━━━━━ Stored rows
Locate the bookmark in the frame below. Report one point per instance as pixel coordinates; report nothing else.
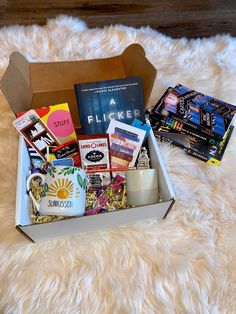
(35, 132)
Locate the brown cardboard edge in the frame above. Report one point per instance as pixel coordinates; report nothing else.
(170, 207)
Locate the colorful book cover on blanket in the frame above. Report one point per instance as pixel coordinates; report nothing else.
(201, 113)
(194, 146)
(101, 101)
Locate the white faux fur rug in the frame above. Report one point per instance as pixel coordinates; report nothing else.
(184, 264)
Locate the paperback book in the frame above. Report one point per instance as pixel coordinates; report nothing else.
(204, 115)
(102, 101)
(196, 147)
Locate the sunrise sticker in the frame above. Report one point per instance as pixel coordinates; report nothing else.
(63, 189)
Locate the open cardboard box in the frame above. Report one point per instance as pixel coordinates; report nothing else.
(29, 85)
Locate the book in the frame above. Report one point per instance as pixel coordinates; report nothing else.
(203, 114)
(100, 102)
(158, 122)
(125, 144)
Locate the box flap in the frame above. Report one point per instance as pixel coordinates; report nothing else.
(15, 83)
(29, 85)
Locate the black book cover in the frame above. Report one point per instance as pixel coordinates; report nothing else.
(101, 101)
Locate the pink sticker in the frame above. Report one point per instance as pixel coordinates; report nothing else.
(60, 123)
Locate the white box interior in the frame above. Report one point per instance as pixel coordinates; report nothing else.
(88, 223)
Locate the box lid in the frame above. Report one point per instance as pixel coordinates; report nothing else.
(29, 85)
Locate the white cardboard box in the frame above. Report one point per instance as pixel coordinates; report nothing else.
(37, 232)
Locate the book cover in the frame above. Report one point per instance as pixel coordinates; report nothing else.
(196, 147)
(125, 144)
(157, 121)
(100, 102)
(204, 114)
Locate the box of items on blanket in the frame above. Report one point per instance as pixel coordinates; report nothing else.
(88, 158)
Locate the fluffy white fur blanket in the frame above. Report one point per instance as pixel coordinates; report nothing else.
(183, 264)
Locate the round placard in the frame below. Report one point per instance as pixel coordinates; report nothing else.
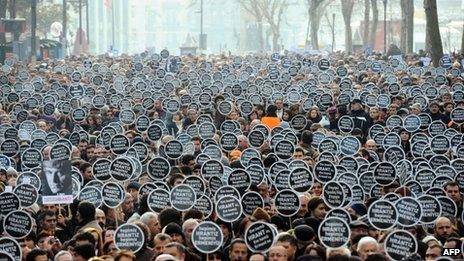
(334, 232)
(130, 237)
(207, 237)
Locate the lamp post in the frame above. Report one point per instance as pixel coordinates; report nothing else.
(384, 26)
(33, 30)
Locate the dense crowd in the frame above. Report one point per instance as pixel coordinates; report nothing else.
(345, 134)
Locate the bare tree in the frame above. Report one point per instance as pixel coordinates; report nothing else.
(433, 43)
(375, 21)
(253, 8)
(347, 10)
(314, 21)
(367, 10)
(273, 11)
(3, 6)
(462, 40)
(407, 26)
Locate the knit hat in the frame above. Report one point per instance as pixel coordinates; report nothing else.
(173, 228)
(313, 223)
(304, 233)
(261, 214)
(87, 251)
(359, 208)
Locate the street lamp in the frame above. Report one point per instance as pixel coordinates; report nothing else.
(384, 26)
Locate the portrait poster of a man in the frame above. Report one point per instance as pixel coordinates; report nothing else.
(56, 182)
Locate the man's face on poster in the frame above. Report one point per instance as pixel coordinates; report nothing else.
(55, 179)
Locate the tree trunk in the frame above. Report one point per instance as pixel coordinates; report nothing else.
(347, 10)
(432, 33)
(12, 9)
(367, 8)
(275, 40)
(3, 4)
(260, 32)
(375, 22)
(315, 22)
(462, 41)
(407, 26)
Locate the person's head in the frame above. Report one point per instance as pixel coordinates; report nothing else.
(63, 256)
(342, 251)
(433, 252)
(175, 231)
(55, 180)
(290, 244)
(367, 246)
(85, 212)
(159, 243)
(169, 215)
(238, 251)
(453, 191)
(434, 107)
(176, 250)
(85, 238)
(317, 207)
(316, 189)
(48, 220)
(443, 227)
(303, 205)
(298, 154)
(278, 253)
(371, 145)
(315, 251)
(374, 113)
(128, 205)
(83, 252)
(151, 220)
(258, 257)
(37, 255)
(125, 255)
(188, 227)
(100, 216)
(279, 104)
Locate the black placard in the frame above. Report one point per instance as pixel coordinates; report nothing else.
(431, 209)
(130, 237)
(228, 141)
(333, 194)
(251, 200)
(400, 244)
(324, 171)
(158, 199)
(287, 202)
(228, 208)
(122, 169)
(17, 224)
(334, 232)
(158, 168)
(113, 194)
(91, 194)
(207, 237)
(182, 197)
(101, 169)
(173, 149)
(259, 237)
(11, 246)
(382, 214)
(10, 202)
(27, 194)
(385, 173)
(409, 211)
(239, 179)
(300, 179)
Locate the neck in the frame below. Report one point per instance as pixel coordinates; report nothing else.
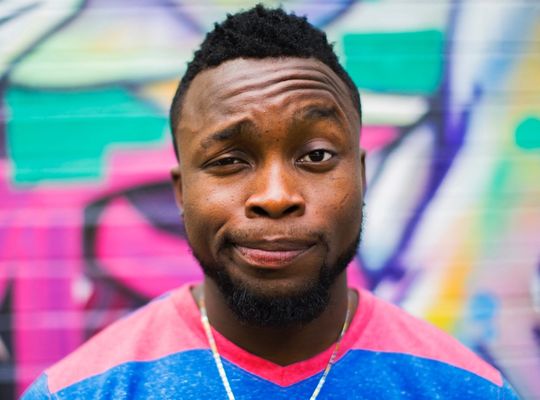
(282, 346)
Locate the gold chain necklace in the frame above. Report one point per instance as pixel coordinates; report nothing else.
(219, 364)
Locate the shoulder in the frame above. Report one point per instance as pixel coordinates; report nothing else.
(159, 329)
(400, 338)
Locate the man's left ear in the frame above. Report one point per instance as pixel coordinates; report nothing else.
(363, 166)
(176, 177)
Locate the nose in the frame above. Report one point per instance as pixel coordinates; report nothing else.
(275, 195)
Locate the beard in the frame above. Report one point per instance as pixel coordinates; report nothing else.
(305, 304)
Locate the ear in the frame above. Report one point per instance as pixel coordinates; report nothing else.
(363, 166)
(176, 177)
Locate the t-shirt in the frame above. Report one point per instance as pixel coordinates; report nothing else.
(161, 352)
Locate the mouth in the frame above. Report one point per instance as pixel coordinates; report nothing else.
(271, 254)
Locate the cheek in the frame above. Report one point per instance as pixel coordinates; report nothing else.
(207, 207)
(342, 205)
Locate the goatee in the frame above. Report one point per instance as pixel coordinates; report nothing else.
(279, 311)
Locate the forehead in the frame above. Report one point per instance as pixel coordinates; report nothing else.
(237, 89)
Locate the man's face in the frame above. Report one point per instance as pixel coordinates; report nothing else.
(270, 176)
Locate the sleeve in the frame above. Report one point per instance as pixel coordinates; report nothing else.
(507, 392)
(39, 390)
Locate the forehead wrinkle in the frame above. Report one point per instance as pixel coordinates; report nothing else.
(228, 133)
(280, 78)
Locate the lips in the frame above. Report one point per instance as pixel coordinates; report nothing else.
(272, 254)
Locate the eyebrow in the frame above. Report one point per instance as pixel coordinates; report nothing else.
(229, 133)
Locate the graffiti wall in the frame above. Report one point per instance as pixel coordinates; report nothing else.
(88, 226)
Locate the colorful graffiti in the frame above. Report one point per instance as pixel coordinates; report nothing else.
(88, 226)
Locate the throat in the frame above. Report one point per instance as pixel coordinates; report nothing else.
(281, 345)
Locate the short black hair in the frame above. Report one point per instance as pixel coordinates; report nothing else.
(259, 33)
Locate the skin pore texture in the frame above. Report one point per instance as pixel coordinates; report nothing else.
(271, 181)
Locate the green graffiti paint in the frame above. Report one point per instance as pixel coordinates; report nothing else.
(397, 62)
(63, 135)
(527, 134)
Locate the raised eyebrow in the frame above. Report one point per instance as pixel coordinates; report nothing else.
(229, 133)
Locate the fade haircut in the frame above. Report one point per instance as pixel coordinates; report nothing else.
(259, 33)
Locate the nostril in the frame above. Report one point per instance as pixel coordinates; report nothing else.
(291, 209)
(260, 211)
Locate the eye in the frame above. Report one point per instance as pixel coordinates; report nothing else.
(316, 156)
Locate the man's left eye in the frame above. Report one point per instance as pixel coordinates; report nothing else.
(316, 156)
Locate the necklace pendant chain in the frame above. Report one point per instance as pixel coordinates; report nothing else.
(219, 364)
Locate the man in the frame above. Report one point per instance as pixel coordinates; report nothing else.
(270, 181)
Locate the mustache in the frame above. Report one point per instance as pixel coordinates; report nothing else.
(232, 237)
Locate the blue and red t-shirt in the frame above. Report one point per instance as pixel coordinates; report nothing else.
(161, 352)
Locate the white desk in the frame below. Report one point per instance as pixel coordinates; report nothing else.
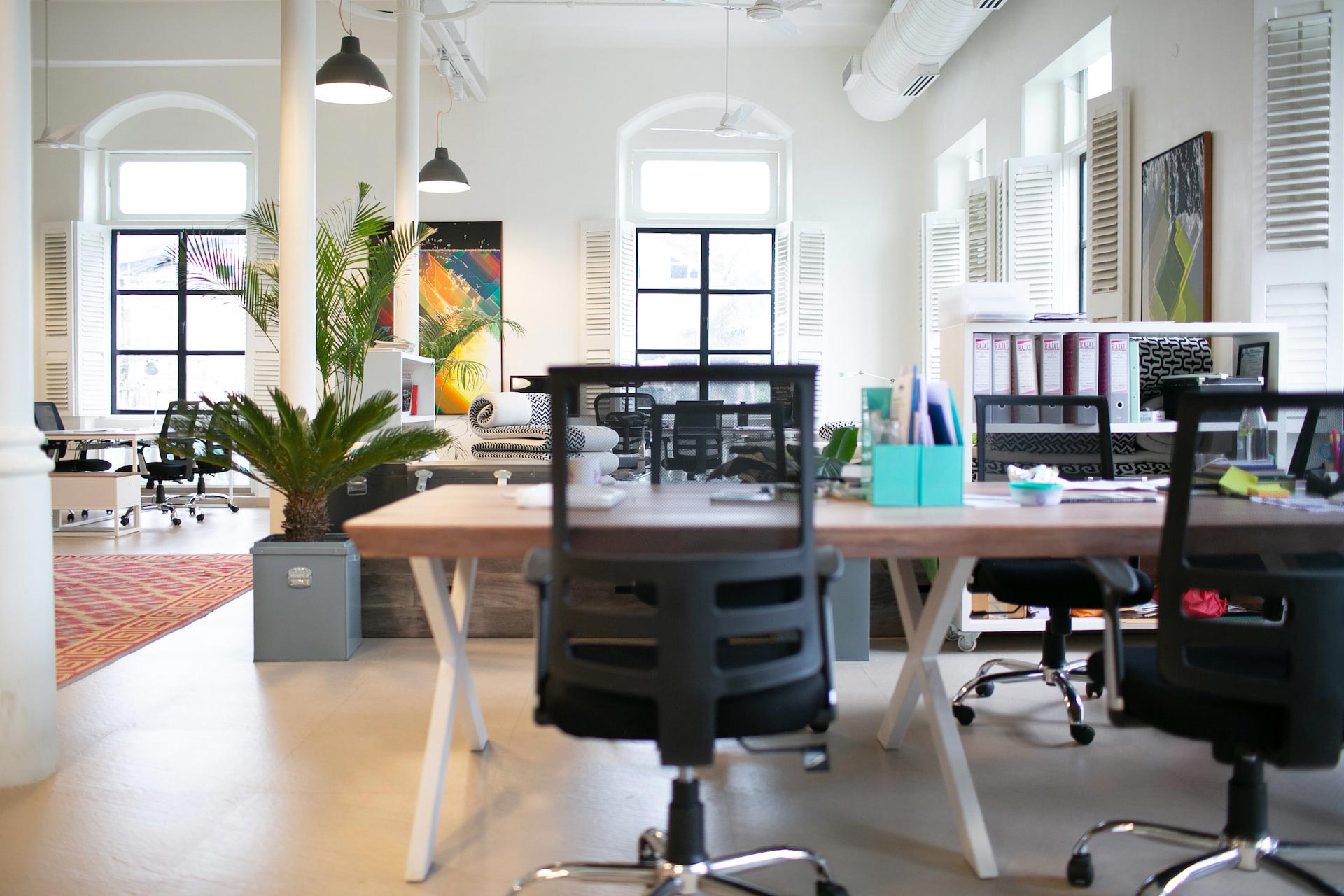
(134, 437)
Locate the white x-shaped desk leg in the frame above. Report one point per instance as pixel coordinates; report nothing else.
(454, 678)
(920, 675)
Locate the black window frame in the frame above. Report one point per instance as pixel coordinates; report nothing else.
(182, 292)
(704, 354)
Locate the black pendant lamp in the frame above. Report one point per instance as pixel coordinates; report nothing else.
(350, 77)
(442, 175)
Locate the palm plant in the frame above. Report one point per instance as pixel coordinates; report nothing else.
(359, 258)
(305, 458)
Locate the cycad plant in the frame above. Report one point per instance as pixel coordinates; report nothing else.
(307, 457)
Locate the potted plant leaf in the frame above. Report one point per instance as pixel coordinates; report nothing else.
(305, 582)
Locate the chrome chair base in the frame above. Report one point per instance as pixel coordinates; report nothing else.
(662, 878)
(1018, 671)
(1218, 852)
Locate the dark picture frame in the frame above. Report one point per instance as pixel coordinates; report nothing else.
(1250, 354)
(1176, 277)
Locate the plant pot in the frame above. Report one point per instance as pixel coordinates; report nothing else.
(307, 599)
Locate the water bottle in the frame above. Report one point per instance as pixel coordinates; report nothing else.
(1253, 435)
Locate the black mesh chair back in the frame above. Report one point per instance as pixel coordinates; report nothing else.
(628, 414)
(1078, 454)
(1291, 666)
(690, 610)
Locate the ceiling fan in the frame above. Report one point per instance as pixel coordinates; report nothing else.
(769, 11)
(730, 125)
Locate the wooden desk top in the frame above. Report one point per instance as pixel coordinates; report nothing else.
(484, 522)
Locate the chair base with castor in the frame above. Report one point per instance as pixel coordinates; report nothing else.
(1054, 671)
(673, 862)
(1245, 844)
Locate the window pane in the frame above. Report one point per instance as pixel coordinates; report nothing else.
(707, 187)
(741, 261)
(670, 261)
(141, 261)
(174, 188)
(230, 248)
(214, 375)
(739, 321)
(668, 321)
(147, 323)
(216, 323)
(146, 382)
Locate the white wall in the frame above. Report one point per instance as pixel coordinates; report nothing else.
(1189, 67)
(542, 156)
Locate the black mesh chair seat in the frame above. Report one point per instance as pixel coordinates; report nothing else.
(1200, 716)
(1059, 584)
(585, 713)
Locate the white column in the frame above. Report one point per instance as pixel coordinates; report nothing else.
(27, 612)
(406, 210)
(299, 202)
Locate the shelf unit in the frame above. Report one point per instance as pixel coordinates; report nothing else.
(956, 368)
(386, 367)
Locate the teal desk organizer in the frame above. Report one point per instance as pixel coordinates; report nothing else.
(917, 475)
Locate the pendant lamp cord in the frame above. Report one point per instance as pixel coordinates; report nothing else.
(438, 118)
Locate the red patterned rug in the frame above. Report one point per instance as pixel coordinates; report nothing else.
(108, 606)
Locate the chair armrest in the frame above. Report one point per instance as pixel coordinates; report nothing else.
(830, 564)
(1117, 580)
(537, 566)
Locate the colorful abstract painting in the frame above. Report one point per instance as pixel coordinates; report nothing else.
(1176, 241)
(461, 266)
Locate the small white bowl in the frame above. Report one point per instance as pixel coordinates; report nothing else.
(1037, 495)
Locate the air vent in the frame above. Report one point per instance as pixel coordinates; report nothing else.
(920, 80)
(1297, 152)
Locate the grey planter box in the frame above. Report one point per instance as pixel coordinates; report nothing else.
(307, 599)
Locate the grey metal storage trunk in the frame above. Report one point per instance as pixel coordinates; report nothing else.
(307, 599)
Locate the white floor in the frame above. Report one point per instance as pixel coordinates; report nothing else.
(187, 769)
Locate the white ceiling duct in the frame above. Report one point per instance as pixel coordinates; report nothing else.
(914, 34)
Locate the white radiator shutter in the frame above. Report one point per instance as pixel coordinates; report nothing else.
(262, 349)
(942, 264)
(1297, 149)
(804, 255)
(783, 293)
(74, 337)
(1035, 230)
(983, 230)
(1108, 206)
(606, 296)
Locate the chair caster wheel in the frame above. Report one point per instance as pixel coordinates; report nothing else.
(1081, 869)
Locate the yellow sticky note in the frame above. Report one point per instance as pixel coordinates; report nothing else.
(1237, 481)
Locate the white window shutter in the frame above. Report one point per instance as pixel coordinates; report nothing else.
(74, 337)
(983, 230)
(1108, 206)
(262, 349)
(1034, 226)
(942, 264)
(783, 293)
(1297, 148)
(806, 251)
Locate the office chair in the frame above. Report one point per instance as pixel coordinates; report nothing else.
(696, 445)
(727, 637)
(628, 414)
(48, 418)
(1059, 584)
(1257, 691)
(214, 456)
━━━━━━━━━━
*Problem description*: Copy the records from the line containing "Locate the yellow" through the end of the records, both ends included, with no change to any line.

*Task solution*:
Locate the yellow sticky note in the frame above. Report one point per instance as pixel coordinates; report nothing else.
(1237, 481)
Locate the white window shutter in the frame above. Report one point per instance as pixel coordinates; report nothing else.
(74, 337)
(983, 230)
(1108, 206)
(262, 349)
(1034, 226)
(942, 264)
(783, 293)
(1297, 148)
(806, 251)
Locate the office chair in the frame above. Report one point per instance as pixel coordinates; report nothing else.
(696, 445)
(727, 637)
(628, 414)
(48, 418)
(1059, 584)
(1257, 691)
(214, 456)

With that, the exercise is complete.